[BEGIN Records for this exercise]
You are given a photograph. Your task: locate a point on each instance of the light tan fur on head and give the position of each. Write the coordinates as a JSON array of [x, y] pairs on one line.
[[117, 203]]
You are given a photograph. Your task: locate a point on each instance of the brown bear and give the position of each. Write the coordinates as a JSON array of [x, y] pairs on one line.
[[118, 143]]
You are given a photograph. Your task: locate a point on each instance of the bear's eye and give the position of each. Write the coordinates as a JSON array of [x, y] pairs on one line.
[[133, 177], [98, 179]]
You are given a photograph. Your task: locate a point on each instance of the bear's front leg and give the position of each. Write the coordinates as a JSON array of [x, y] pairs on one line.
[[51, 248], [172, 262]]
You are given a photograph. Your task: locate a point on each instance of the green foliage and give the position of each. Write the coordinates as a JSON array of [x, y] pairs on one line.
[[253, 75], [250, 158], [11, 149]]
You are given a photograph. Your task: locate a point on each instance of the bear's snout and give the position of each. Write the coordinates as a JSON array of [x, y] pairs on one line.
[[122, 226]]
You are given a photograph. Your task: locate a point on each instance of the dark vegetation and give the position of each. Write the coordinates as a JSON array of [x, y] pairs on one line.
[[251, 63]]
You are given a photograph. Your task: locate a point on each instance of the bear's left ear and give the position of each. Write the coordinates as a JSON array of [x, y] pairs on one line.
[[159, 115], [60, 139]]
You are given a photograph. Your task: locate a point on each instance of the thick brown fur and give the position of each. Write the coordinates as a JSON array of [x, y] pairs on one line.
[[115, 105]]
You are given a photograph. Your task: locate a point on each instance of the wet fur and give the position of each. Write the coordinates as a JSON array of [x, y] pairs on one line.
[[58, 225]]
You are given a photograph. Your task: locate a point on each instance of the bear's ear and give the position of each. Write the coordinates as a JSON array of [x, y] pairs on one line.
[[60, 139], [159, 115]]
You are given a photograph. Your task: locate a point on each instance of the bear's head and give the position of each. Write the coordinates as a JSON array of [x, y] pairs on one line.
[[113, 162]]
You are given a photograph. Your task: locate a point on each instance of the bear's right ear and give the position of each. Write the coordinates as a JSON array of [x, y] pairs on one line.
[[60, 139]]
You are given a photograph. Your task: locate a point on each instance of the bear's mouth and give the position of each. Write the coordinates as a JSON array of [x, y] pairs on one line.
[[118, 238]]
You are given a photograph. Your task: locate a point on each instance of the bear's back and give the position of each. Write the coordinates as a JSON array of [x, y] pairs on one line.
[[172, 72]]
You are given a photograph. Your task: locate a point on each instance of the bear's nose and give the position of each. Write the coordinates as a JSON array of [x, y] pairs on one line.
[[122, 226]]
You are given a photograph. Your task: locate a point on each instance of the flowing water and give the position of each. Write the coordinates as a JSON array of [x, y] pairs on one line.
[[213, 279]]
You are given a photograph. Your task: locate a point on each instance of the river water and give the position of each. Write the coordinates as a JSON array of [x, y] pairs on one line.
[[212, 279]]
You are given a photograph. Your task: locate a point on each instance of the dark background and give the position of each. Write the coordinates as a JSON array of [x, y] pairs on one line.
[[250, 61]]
[END Records for this exercise]
[BEGIN Records for this exercise]
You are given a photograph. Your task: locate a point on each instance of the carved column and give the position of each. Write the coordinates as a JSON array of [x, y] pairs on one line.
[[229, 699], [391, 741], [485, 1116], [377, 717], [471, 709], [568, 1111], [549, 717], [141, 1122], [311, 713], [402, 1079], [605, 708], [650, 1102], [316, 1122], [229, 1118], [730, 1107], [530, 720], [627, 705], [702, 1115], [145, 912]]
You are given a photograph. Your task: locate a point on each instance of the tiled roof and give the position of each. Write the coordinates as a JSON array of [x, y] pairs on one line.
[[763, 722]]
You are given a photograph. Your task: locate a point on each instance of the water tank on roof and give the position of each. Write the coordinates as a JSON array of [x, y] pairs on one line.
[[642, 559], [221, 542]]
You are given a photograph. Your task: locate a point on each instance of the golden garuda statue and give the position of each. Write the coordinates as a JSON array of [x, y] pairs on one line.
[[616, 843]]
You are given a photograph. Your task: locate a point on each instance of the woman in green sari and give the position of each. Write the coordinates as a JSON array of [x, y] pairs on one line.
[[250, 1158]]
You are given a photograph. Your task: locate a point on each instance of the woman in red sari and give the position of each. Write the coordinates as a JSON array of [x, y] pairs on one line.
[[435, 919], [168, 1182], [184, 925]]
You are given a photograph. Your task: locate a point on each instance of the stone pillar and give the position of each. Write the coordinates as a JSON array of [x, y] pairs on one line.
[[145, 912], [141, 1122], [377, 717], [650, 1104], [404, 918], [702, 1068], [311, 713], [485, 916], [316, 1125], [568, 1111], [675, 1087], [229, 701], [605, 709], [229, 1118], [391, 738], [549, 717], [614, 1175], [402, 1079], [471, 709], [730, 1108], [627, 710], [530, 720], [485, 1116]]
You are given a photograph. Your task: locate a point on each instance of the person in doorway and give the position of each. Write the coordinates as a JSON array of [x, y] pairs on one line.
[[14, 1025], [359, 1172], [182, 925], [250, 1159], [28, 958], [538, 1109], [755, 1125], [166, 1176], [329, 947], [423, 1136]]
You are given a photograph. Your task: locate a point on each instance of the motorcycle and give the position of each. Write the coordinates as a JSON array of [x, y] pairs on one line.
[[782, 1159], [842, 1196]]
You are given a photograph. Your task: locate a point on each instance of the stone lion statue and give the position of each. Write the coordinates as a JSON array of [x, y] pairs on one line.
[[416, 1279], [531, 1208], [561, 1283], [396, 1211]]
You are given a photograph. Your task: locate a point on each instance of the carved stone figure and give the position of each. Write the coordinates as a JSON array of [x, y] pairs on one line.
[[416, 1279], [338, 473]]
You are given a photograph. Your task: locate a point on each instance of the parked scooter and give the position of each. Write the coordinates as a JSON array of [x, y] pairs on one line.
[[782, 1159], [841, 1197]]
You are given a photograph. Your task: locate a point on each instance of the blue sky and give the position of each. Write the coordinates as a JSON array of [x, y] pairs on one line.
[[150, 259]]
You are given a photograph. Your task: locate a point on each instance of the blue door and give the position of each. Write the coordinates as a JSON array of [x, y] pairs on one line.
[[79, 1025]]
[END Records for this exercise]
[BEGIN Records for this exercise]
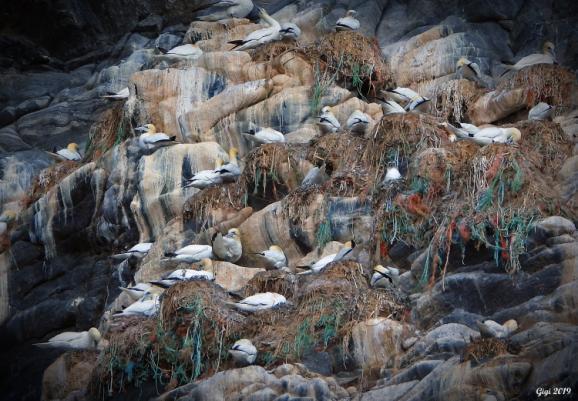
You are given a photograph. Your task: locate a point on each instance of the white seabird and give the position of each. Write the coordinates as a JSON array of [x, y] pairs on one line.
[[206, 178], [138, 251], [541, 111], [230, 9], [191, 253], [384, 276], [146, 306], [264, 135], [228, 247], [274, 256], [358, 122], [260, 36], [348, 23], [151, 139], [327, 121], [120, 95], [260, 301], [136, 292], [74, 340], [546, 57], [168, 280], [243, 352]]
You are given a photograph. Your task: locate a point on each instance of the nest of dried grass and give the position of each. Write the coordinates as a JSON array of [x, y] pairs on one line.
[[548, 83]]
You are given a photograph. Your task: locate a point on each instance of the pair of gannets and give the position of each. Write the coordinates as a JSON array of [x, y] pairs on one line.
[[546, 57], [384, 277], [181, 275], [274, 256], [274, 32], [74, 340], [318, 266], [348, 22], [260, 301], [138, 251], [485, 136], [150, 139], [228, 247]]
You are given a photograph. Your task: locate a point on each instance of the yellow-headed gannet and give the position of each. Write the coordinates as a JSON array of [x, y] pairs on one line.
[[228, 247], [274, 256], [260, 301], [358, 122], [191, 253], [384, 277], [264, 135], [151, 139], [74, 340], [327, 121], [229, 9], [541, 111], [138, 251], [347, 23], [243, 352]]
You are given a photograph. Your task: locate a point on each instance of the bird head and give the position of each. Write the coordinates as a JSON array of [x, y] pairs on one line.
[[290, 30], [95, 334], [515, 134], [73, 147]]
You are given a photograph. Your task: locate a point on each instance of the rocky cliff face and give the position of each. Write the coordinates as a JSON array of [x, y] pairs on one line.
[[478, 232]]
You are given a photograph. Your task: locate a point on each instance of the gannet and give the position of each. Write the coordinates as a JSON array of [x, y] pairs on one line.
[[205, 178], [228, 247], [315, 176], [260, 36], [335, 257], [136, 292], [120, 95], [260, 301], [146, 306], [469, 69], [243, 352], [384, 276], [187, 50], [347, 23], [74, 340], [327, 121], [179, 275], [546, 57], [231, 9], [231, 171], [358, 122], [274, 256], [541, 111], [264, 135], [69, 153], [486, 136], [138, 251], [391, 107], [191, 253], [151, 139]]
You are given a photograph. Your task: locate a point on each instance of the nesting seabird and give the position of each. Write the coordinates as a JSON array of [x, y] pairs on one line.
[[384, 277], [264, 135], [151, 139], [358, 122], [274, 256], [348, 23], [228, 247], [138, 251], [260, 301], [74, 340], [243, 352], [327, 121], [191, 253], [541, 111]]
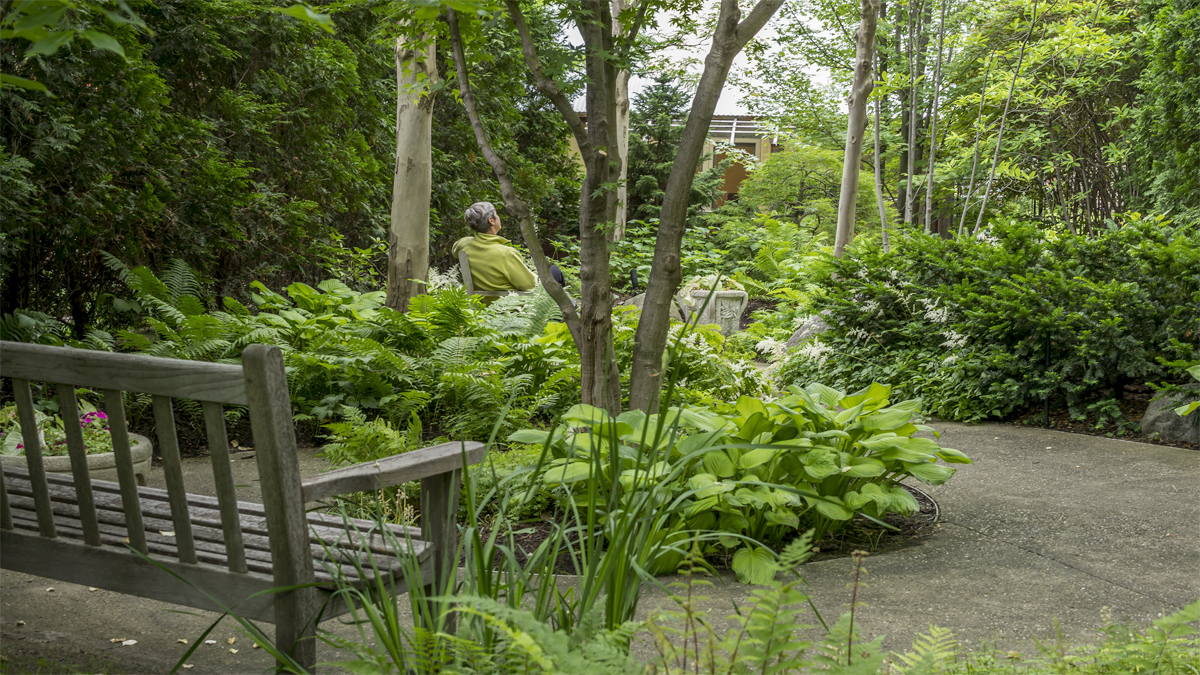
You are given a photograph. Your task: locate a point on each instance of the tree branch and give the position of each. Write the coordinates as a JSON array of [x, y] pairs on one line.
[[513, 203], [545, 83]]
[END Records for this exercise]
What to do —
Count how many lines of the material contain the word "river", and reply with the number only.

Complete response —
1